▶ **THE EXERCISE**
Convert every line of the rows below into a numbered list, skipping blank lines and leaving out the pictures.

▶ **DATA TO PROCESS**
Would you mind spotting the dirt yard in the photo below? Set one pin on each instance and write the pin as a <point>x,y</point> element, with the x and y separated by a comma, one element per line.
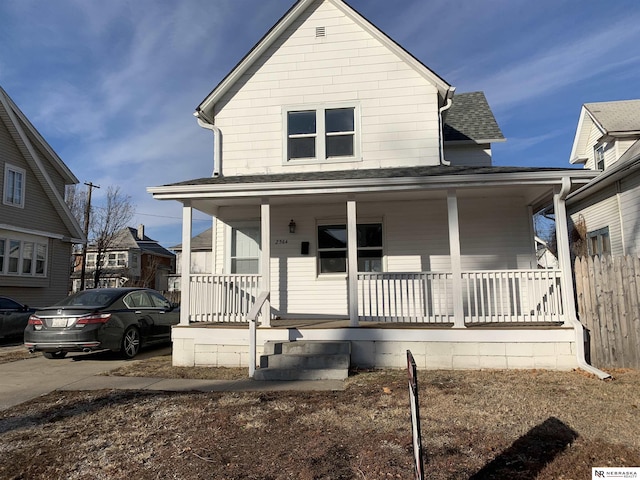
<point>475,425</point>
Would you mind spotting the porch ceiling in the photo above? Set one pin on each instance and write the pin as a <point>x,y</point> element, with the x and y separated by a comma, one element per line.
<point>535,195</point>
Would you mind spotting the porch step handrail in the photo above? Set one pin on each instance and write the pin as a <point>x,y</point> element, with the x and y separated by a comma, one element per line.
<point>252,317</point>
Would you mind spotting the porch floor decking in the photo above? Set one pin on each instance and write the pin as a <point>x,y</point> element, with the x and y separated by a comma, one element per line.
<point>283,324</point>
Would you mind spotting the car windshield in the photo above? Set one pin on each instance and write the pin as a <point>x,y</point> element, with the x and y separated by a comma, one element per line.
<point>93,298</point>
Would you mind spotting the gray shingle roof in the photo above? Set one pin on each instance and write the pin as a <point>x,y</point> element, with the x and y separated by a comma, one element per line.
<point>620,116</point>
<point>380,173</point>
<point>470,119</point>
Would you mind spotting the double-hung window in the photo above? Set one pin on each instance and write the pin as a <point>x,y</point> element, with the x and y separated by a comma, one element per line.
<point>244,249</point>
<point>599,157</point>
<point>322,134</point>
<point>22,257</point>
<point>598,242</point>
<point>14,185</point>
<point>332,248</point>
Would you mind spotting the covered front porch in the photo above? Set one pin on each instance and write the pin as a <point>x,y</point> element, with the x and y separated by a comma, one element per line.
<point>454,275</point>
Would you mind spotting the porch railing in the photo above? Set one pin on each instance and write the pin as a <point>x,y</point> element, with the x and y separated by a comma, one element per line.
<point>498,296</point>
<point>222,298</point>
<point>487,296</point>
<point>406,297</point>
<point>512,296</point>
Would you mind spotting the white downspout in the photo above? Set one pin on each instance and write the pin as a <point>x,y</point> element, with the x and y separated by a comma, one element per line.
<point>564,259</point>
<point>217,146</point>
<point>441,110</point>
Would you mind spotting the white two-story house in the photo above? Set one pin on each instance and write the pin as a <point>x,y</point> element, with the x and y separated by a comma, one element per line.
<point>607,141</point>
<point>353,190</point>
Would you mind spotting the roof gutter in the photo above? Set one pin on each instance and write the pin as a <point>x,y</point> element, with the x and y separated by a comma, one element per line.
<point>448,101</point>
<point>565,265</point>
<point>207,123</point>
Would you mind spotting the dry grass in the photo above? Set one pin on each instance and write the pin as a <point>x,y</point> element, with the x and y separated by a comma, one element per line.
<point>14,353</point>
<point>475,425</point>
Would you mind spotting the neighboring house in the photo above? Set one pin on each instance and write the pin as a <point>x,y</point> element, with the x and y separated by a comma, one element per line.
<point>607,141</point>
<point>354,191</point>
<point>133,260</point>
<point>201,258</point>
<point>37,230</point>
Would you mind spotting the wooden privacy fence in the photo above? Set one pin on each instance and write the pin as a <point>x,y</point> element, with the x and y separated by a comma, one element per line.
<point>608,293</point>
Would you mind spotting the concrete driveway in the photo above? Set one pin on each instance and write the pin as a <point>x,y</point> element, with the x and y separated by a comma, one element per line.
<point>23,380</point>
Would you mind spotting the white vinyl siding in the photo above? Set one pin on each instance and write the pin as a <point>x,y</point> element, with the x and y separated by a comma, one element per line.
<point>629,208</point>
<point>398,107</point>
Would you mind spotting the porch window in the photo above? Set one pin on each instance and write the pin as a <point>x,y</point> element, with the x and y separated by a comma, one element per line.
<point>332,248</point>
<point>321,134</point>
<point>598,242</point>
<point>599,157</point>
<point>245,249</point>
<point>14,184</point>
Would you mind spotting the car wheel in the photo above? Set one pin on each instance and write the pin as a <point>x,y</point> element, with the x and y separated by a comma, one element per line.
<point>54,355</point>
<point>130,344</point>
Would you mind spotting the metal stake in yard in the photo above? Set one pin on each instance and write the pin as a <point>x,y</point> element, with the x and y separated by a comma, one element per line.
<point>415,416</point>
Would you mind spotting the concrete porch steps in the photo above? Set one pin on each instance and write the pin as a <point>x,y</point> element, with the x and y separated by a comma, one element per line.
<point>304,360</point>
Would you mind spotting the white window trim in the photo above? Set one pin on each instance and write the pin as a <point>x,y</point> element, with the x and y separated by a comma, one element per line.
<point>12,168</point>
<point>321,134</point>
<point>343,221</point>
<point>229,227</point>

▶ **COMPLETED EXERCISE**
1. Would you mind spotting the dirt yard in the photo below? Set one pin on each instance and write the pin as a <point>x,y</point> element, with the x and y separated by a comma, one element per line.
2. <point>475,425</point>
3. Would you mind spotting the porch ceiling in the photo above? Set one pin on each instance and write the pin as a <point>x,y</point> element, with the x and y separated by a comma, one element per line.
4. <point>535,195</point>
5. Would you mind spotting the porch step handrail in the photo above? Set one pin on each instance and write the pin as a <point>x,y</point> element, with the x and y separated by a comma, one element per line.
6. <point>252,317</point>
7. Would you mind spotting the porch floor decking in the photo above? Set one pin on each instance and write the pin as a <point>x,y</point> element, with the x and y separated by a comma, one element per line.
8. <point>283,324</point>
9. Would you mind spotting the car windshield in the photo above? Set one pin on each instance and write the pin as a <point>x,y</point> element, with the x and y separated by a comma, one element per line.
10. <point>93,298</point>
11. Would you mind spotting the gray shingle roof in the photo above? Set one pin on each instance and write the pin as a <point>x,y</point> element, with the x and y separated by a comma, one element per line.
12. <point>620,116</point>
13. <point>380,173</point>
14. <point>470,119</point>
15. Would you mind spotting the double-hung window in the photo above? Set one pin on each instance and write the pin as a <point>x,y</point> element, with the x and y separated by a comma, one element per line.
16. <point>244,249</point>
17. <point>599,157</point>
18. <point>322,134</point>
19. <point>22,257</point>
20. <point>598,242</point>
21. <point>14,185</point>
22. <point>332,248</point>
23. Would you mind spotting the covered front porch in the photo above? Set one pin on each instance and write the pin as a <point>x,y</point> element, with the x and y separated by a comma, one element per line.
24. <point>454,275</point>
25. Would you mind spotting the porch railing in the photo above? Set one pin on each instance and write the pin as a <point>x,y</point> element, with the x and y separated by a comma, one element per line.
26. <point>498,296</point>
27. <point>222,298</point>
28. <point>487,296</point>
29. <point>406,297</point>
30. <point>512,296</point>
31. Would you mind spotting the white downspout in the photo above? Set one pin on each instance and write the pin as a <point>x,y</point> element, with the x and y separated by a comma, one element per line.
32. <point>564,259</point>
33. <point>217,146</point>
34. <point>441,110</point>
35. Would you mind spotting the white two-story house in the photo above? Set one pin on each instance and write the pin as a <point>x,y</point> element, with the x and y separated by a comma, one element per line.
36. <point>607,141</point>
37. <point>353,190</point>
38. Would you mind spotting the roof gutter in the photo above? Set one pin on each instance and write the pin as a <point>x,y</point> element, with the x and y separated by a comma, one element per line.
39. <point>448,101</point>
40. <point>565,265</point>
41. <point>207,123</point>
42. Would you mind spotting the dry grass in the photo above? Set one pin on each instance and write the pin as a <point>x,y</point> element, with the x and y separated by a comma, one element per line.
43. <point>14,353</point>
44. <point>475,425</point>
45. Would you mind spotting the neighboring house in the photo above? Set one pin on each instance and write the pin as a <point>x,y</point> element, with the x and y separated by a comma, one element per line.
46. <point>607,141</point>
47. <point>354,191</point>
48. <point>133,260</point>
49. <point>201,258</point>
50. <point>37,230</point>
51. Would you mind spotting the wooden privacy fence in the photo above? Set one pin on each instance and write the pin as a <point>x,y</point> element, with the x and y separated by a comma, one element per line.
52. <point>608,293</point>
53. Would you mind spotting the concrete driveway in the photo above? Set one pin on each instance and write the pin as a <point>x,y</point> element, with the x and y separated by a comma, one element per line.
54. <point>23,380</point>
55. Would you mind spotting the white vinyl siding in the photo above? Set one pin on each instance and write the pin as a <point>x,y</point> element, with the x and y separated by a comma, one element per line.
56. <point>629,208</point>
57. <point>398,107</point>
58. Would you mind spotting the porch window in the photo above? Set one pin on each instance and write the pin as a <point>x,y</point> element, with the x and y separated by a comma, one element per line.
59. <point>332,248</point>
60. <point>321,134</point>
61. <point>598,242</point>
62. <point>599,157</point>
63. <point>245,249</point>
64. <point>14,184</point>
65. Would you mind spotting the car wheel in the photo above? Set one pin on each instance and write the pin as a <point>x,y</point> element, with the x and y separated by a comma, one element per line.
66. <point>54,355</point>
67. <point>130,344</point>
68. Would you mind spotting the metal stake in yard in the photo above? Set one pin on each instance and write the pin as a <point>x,y</point> element, with the x and y separated by a comma, one element per line.
69. <point>415,416</point>
70. Would you mind spotting the concrete porch steps in the photo above? Set one pin on each instance and write the pin as a <point>x,y</point> element, with the x and y separated by a comma, one element per line.
71. <point>304,360</point>
72. Would you mind spotting the white window trim in the photo above? Set one pin on each instance and write the pin as a <point>x,y</point> element, with the x and y separated by a comma, one element per line.
73. <point>12,168</point>
74. <point>321,134</point>
75. <point>343,221</point>
76. <point>229,227</point>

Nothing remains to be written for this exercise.